> WRITTEN EXERCISE 1:
Decide whether each statement below agrees with the passage on changing church culture, answering yes or no and quoting the deciding words of the passage. (a) Most of the money given to congregations comes from people aged 55 and older. (b) The passage reports that attendance at nondenominational mega churches is declining. (c) Stained glass and central pulpits still connect with most younger professionals.
-- START EXCERPTED PASSAGE --
The Birth of a Vision
“The current church culture in North America is on life support. It is living off the work, money and energy of previous generations from a previous world order. The plug will either be pulled either when the money runs out (80 percent of money given to congregations comes from people aged 55 and older) or when the remaining three-fourths of a generation who are institutional loyalists die off or both.”
Church is changing. Across denominational lines, mainline church attendance is declining as more and more men and women find spiritual fulfillment in experiences outside of traditional Christian institutions. Some are turning to large, nondenominational mega churches where there is a direct sense of getting “more bang for their buck” following the secular consumer trend of super-malls and super-shopping centers. Others are abandoning churches all together, turning instead to community clubs, other faith traditions, political and social movements and the internet for spiritual connection and growth. Pastors and researchers alike have commented that the moderate, historic Church today fails to connect with the real needs and yearning of people in our current social context. Stained glass, central pulpits and stiff pews no longer connect with a majority of younger generation professional, technology savvy, IM-ing, podcasting men and women.
-- END EXCERPTED PASSAGE --
-- START EXTRACTED DATA --
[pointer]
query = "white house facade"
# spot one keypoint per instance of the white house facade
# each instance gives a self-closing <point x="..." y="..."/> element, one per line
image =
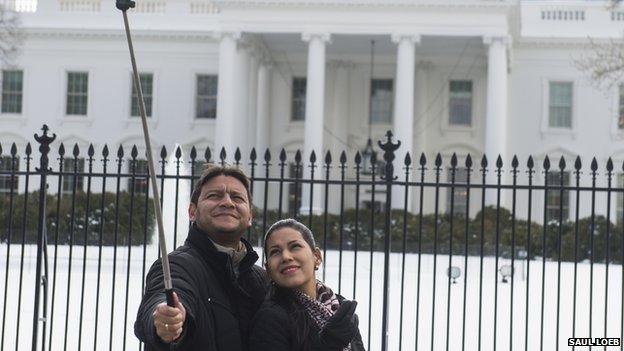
<point x="478" y="77"/>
-- END EXTRACTED DATA --
> WRITTEN EXERCISE 2:
Express every line of the named-object pointing entries as a JSON list of strings, one string per line, skipping blank lines. Leave the pictures out.

> OUTPUT 1:
(a) Yes: "80 percent of money given to congregations comes from people aged 55 and older"
(b) No: "mainline church attendance is declining" and "Some are turning to large, nondenominational mega churches"
(c) No: "Stained glass, central pulpits and stiff pews no longer connect with a majority of younger generation professional, technology savvy, IM-ing, podcasting men and women"

> OUTPUT 2:
[
  "[pointer]",
  "query = \"white house facade\"",
  "# spot one keypoint per instance of the white house facade",
  "# each instance gives a self-closing <point x=\"...\" y=\"...\"/> element, one per line",
  "image =",
  "<point x=\"478\" y=\"77\"/>"
]